[Records from a dataset]
════════════════
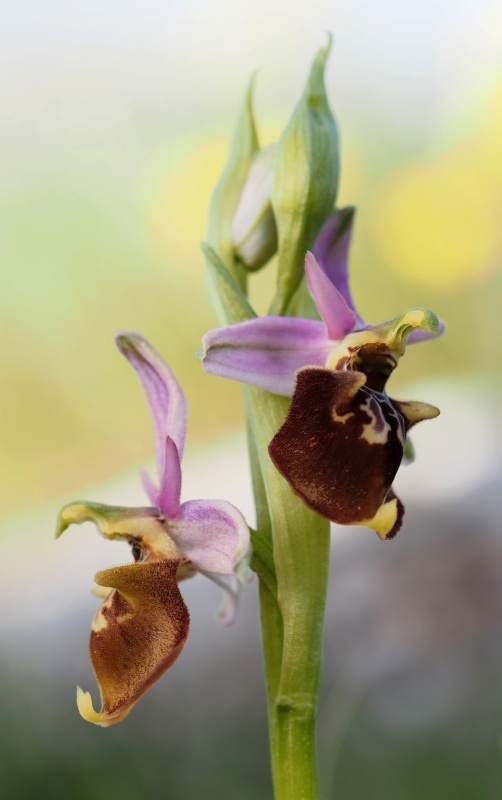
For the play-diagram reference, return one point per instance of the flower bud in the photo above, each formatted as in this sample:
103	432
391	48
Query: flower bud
254	232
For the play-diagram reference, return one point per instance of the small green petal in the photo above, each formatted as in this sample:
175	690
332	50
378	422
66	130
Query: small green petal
395	333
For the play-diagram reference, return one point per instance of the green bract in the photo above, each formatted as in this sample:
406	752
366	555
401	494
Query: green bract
305	181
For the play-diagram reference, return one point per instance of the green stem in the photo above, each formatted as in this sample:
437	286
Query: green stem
292	610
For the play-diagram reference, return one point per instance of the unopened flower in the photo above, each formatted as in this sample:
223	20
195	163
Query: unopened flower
142	625
344	438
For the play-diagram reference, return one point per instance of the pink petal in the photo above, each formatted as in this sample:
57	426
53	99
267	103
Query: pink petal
424	336
338	317
331	249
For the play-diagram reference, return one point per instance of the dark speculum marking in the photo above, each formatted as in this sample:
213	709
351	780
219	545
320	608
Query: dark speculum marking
340	446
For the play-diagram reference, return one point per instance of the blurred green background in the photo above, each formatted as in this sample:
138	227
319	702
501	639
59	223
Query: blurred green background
116	119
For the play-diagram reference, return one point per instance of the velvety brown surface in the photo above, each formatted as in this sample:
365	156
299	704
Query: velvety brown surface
328	462
143	625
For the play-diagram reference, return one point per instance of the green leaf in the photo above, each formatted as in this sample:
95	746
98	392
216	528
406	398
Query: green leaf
305	181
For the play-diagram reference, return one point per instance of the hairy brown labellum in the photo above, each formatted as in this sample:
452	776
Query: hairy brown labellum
340	448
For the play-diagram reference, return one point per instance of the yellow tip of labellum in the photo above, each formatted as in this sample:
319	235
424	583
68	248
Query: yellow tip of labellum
════════════════
• TASK INSTRUCTIONS: Reproduce the rows from the line containing "of the hairy" through the end of the rows, renaming "labellum" to "lip" and keeping all other text unchanged.

• TASK SOLUTION:
For the play-diagram reference, return one point per instance of the hairy brown lip in the photo above, each formatted as in this sample:
452	776
Query: hairy brown lip
340	448
For the play-diagram reference, return one point per instance of the yellow tip of lip in the photo above, each formatted as in this sample:
319	235
424	583
68	248
Query: yellow tip of lip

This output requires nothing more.